# Was this a veterinary bottle?



## eric70 (Oct 5, 2014)

Hello everyone,  I was just curious about a couple of things on this bottle that I dug up some time ago. It measures apx. 2 3/4" (H)  X  1"(W)  X  3/4" (D). With it having this image of what looks like a dog, as well as having measuring lines on the back would that indicate that this was a veterinary bottle? Also, you see that notch on the lip, what kind of stopper went in there? If anyone has a photo of that type of stopper I'd like to see it so I can get familiar with how one of those looks. Thanks alot for any help,   Eric


----------



## cowseatmaize (Oct 5, 2014)

I can only speculate the same thing you have.Since the inside doesn't look ground to fit a glass stopper, I'd say just a cork was used unless it came with a separate type.I'm thinking European, though I don't know just why. [8|]


----------



## eric70 (Oct 5, 2014)

Thanks for the response Eric....If there wasn't a special kind of stopper that went in there to fit the notch, then maybe the notch is there is help pour out the liquid more accurately...   Eric


----------



## cowseatmaize (Oct 5, 2014)

That's what I was thinking. If there wasn't something tied and a "optional attachment" your thumb would do. Maybe with the animals open mouth embossed it was something like a mouth sore remedy? I really have no idea.


----------



## eric70 (Oct 5, 2014)

Me neither, we'll see if anyone else knows anything about it. One more thing, I am close to the Canadian border so perhaps it is from Canada and maybe someone there patented some sort of mechanism that went into that notch. Who knows?...   Eric


----------



## Berkshire117 (Oct 5, 2014)

i dug several of these a few years ago. i think i remember reading somewhere on an old thread here that they were baby doll toy bottles.  http://www.ebay.com/itm/Doll-Baby-Bottle-Vintage-Toy-Clear-Glass-Embossed-Dog-Red-Rubber-Nipple-Marked-B-/300451639405 found this auction listing it as a baby doll bottle as well


----------



## eric70 (Oct 5, 2014)

That is pretty interesting. I have found baby doll bottles with the rubber nipple which were close in size to this one. But those ones had embossed DOLL-E-TOY or something like that, there was a reference on those bottles that indicated "DOLL". Maybe these particular ones with the dog on them which obviously had the nipple as I now know through your link (thanks for that) were to administer to your pet through the nipple as the doll type bottle. maybe also what the notch does is help release the air when an animal is suckling from it. I do not remember the doll bottles that i found having that notch in them. Perhaps it still really is a doll bottle but from my experience on finding the toy doll bottle, they had different embossing.    Eric


----------



## bostaurus (Oct 5, 2014)

Entries provided:
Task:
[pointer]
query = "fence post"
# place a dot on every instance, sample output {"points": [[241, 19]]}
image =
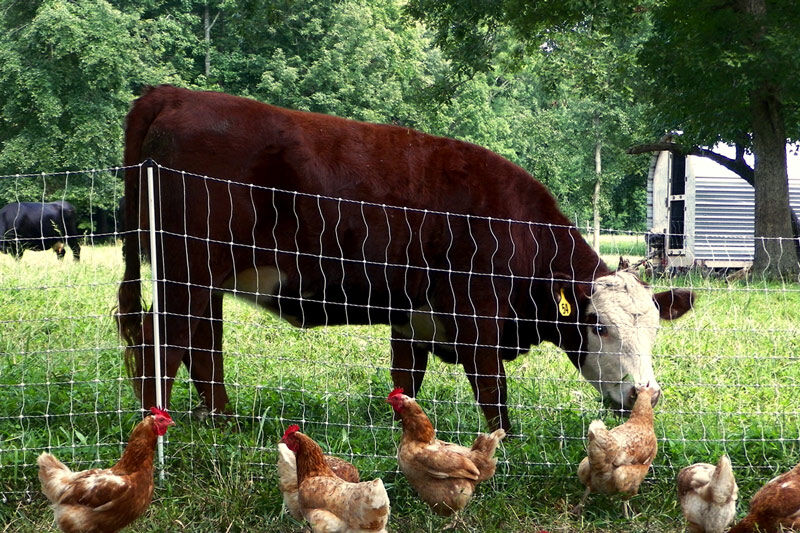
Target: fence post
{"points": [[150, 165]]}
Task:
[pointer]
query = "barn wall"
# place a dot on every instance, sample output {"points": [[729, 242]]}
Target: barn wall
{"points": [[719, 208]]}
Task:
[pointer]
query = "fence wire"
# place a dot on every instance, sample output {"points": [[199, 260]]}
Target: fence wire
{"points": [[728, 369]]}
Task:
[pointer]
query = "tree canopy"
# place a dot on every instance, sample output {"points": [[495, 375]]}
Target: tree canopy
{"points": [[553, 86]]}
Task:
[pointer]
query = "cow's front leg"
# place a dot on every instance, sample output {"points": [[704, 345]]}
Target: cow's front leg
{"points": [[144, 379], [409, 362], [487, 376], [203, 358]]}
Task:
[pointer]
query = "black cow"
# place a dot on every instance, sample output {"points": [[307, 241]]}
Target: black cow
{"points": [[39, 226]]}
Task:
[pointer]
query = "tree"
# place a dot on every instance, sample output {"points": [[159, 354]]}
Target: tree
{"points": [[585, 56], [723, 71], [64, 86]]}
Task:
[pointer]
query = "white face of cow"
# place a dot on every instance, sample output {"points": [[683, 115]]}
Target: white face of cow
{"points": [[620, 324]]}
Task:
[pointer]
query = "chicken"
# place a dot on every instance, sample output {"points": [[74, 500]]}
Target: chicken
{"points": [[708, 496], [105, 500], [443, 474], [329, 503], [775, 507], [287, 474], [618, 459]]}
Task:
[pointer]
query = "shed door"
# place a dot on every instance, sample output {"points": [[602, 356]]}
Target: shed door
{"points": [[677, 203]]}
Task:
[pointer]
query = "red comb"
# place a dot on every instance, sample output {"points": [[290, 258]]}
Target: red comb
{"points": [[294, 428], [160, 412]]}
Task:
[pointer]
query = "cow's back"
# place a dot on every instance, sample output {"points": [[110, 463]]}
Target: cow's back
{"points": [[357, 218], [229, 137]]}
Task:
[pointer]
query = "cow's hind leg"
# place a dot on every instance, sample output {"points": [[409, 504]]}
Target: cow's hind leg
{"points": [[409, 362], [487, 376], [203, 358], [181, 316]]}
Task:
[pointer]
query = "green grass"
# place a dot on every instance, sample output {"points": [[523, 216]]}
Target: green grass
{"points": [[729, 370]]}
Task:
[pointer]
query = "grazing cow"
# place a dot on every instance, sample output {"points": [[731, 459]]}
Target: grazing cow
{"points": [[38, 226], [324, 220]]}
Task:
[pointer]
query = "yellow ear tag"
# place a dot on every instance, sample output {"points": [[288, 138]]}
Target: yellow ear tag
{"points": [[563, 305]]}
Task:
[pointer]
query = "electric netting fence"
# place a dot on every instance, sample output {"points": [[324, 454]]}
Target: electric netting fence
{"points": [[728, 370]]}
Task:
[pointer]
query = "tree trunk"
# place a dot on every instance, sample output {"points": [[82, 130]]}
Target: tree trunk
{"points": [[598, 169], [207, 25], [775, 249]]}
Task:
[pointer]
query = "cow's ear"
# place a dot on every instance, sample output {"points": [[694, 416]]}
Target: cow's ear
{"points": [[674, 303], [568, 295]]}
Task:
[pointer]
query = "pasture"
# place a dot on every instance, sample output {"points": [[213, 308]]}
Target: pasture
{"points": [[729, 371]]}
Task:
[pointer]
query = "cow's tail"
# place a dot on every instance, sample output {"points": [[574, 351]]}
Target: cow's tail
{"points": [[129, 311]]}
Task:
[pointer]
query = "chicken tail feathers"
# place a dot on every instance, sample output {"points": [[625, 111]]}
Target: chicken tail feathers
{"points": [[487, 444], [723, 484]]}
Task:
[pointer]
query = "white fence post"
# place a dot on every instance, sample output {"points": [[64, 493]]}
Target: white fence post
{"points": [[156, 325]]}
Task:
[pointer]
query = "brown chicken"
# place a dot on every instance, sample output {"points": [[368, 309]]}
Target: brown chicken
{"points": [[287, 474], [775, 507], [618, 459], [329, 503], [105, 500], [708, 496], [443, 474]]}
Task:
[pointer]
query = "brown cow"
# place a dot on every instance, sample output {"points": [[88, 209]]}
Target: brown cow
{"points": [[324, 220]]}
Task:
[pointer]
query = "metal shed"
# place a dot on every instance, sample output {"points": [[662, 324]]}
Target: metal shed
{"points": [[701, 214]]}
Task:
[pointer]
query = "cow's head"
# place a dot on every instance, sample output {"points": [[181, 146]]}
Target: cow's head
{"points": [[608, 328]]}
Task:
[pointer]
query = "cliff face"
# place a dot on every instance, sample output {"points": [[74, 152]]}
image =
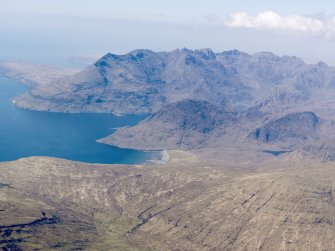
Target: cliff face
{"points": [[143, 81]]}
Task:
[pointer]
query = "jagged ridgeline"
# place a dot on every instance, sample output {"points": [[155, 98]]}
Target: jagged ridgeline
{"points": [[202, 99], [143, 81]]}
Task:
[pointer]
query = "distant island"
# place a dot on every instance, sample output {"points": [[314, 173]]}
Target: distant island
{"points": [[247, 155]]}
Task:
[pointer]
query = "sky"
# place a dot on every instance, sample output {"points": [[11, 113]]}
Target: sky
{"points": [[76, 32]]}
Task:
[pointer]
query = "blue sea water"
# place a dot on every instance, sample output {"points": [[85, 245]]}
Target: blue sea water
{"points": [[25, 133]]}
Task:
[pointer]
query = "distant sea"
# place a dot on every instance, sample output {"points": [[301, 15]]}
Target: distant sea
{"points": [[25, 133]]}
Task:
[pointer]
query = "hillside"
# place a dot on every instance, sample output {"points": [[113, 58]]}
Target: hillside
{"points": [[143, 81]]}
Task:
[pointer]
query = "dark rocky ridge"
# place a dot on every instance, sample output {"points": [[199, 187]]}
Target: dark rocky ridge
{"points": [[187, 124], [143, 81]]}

Required tasks:
- A) From the bottle thread, quote the passage that begins at the words "Me neither, we'll" and stops after "Berkshire117 (Oct 5, 2014)".
- B) In the forum thread about the bottle, why does cowseatmaize conclude that a cork was used as the stopper? Explain in one to three sentences.
- C) Write the next part of the forum thread about the bottle, continuing from its final line.

Answers to the exercises:
- A)
Me neither, we'll see if anyone else knows anything about it. One more thing, I am close to the Canadian border so perhaps it is from Canada and maybe someone there patented some sort of mechanism that went into that notch. Who knows?...   Eric


----------



## Berkshire117 (Oct 5, 2014)

- B) The inside of the bottle's mouth doesn't look ground to fit a glass stopper, so cowseatmaize reasons that a plain cork closed it. The one exception would be if the bottle came with a separate type of stopper.

- C)
I have always known them as doll bottles too.  I do not know of any reference to them as dog medicines.  I actually know of no dog medicine with a dog embossed on them.  The labeled ones that have images of dogs are 'serious' and not stylized like this one.


----------



## eric70 (Oct 5, 2014)

Good to know. then we might just have to call this one a doll bottle. In between posts I was able to look up and see that the Doll-E-Toy bottle does have the notch as this one does, so maybe that was to help in airflow on feeding the doll. Also, even though there are "measurements" on the reverse of this bottle I am not sure if they are real increments. There are 16 marks and every other mark has a number until ending at the number 8. If I fill the bottle up to the number 8 which is the 16th mark, I can dump that perfectly into 1 tablespoon, which is roughly 15ml. Perhaps they are Mls, or maybe they are not real measurements. Well, I think we have our answer then, doll bottle. Would you agree?   Eric


----------



## cowseatmaize (Oct 5, 2014)

That makes sense, the notch threw me. A temporary additional problem added to a always perplexed mind. []Melinda is the pro so I have not doubts now.Well, except maybe a candy bottle.


----------



## eric70 (Oct 5, 2014)

I know what you mean...you see different things on different bottles sometimes and wonder what the heck was that for....but I think in this case we have our answer...always good to work together on these things...thanks you guys for the help...I'm sure I'll have another question soon...   Eric


----------



## groundsloth (Oct 5, 2014)

Yes, Doll bottle, but the dog is really cool!


----------



## eric70 (Oct 5, 2014)

Yea, I thought so too...kind of different on a doll bottle..


----------



## sunrunner (Oct 5, 2014)

these little nursing bottles came with dolls in the same box along with comes for her heir . you well also find cats and baby's on them . There from the 1920s and 30s.


----------



## eric70 (Oct 6, 2014)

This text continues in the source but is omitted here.